↓↓↓
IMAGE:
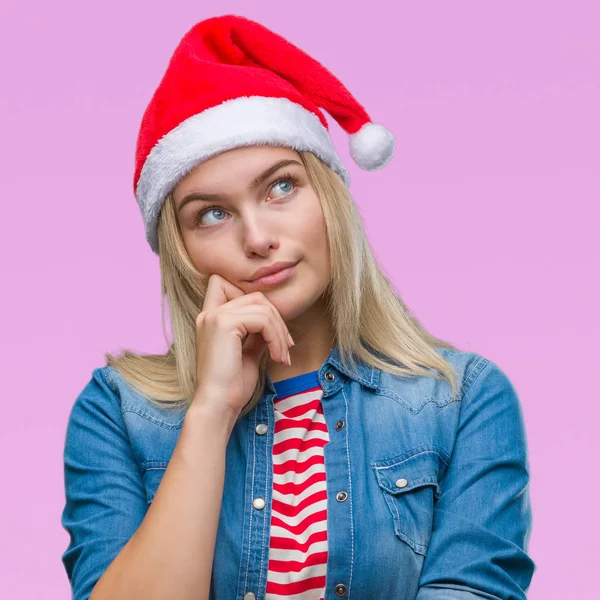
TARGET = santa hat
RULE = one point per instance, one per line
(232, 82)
↑↑↑
↓↓↓
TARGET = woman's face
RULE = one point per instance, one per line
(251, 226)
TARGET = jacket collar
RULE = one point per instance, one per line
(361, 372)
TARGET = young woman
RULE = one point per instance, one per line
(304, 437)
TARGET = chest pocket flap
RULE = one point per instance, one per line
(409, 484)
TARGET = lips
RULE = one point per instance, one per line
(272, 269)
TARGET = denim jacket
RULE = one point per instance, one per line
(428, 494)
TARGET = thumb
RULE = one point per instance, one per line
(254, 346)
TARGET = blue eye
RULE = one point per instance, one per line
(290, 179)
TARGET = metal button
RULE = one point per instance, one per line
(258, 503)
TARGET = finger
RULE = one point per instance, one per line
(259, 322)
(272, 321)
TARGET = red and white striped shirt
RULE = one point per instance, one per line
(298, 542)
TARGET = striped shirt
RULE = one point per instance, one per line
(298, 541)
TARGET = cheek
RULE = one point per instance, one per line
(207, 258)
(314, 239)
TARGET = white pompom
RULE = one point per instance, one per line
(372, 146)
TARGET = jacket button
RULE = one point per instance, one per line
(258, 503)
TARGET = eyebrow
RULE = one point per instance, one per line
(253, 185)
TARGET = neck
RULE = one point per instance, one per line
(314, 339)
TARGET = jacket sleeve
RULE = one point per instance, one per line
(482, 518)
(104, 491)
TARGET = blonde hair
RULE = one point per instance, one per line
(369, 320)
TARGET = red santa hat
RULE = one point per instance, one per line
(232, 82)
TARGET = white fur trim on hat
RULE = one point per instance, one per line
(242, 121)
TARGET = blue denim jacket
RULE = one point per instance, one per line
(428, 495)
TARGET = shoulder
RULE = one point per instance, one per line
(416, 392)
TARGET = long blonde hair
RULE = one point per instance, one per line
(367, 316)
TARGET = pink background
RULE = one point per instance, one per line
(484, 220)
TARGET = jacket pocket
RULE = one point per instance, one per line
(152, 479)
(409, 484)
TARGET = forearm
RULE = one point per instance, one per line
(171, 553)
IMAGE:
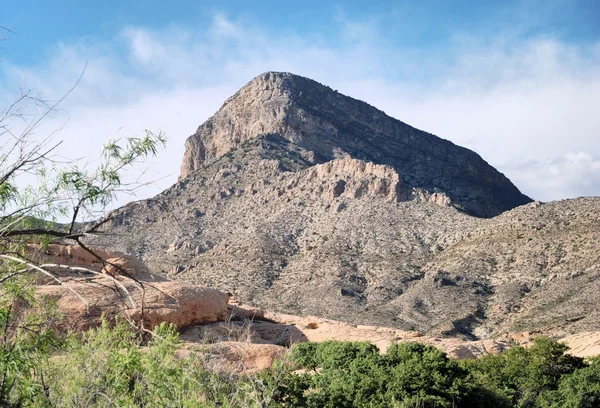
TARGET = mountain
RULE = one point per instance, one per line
↑↑↑
↓↓↓
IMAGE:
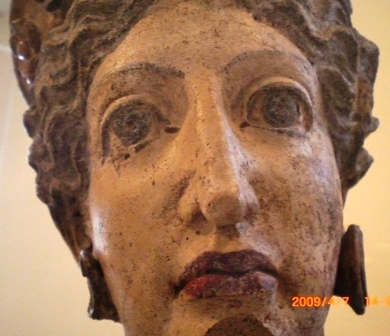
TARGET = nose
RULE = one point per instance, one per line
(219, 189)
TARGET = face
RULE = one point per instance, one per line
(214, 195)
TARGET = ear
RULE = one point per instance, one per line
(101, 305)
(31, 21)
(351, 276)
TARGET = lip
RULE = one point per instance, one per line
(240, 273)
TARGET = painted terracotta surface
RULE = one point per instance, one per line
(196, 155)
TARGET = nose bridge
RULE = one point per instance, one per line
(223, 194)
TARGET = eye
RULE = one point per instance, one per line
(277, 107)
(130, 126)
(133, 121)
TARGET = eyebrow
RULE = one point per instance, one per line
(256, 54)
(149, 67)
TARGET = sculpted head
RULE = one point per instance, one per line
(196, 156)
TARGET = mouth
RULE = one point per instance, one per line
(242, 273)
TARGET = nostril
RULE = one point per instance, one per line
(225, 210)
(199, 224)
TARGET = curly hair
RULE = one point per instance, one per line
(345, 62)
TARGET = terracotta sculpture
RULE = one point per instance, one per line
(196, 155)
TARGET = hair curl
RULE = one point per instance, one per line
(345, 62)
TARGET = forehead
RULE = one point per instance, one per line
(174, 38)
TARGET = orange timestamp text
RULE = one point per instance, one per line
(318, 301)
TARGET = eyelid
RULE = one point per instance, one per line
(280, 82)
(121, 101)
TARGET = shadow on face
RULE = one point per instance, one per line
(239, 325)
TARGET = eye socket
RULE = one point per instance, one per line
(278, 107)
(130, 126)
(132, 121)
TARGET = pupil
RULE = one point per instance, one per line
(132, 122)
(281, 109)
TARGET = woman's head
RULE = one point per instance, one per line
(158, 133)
↑↑↑
Assignment: The answer must be a single number: how many lines above contain "woman".

Answer for the task: 3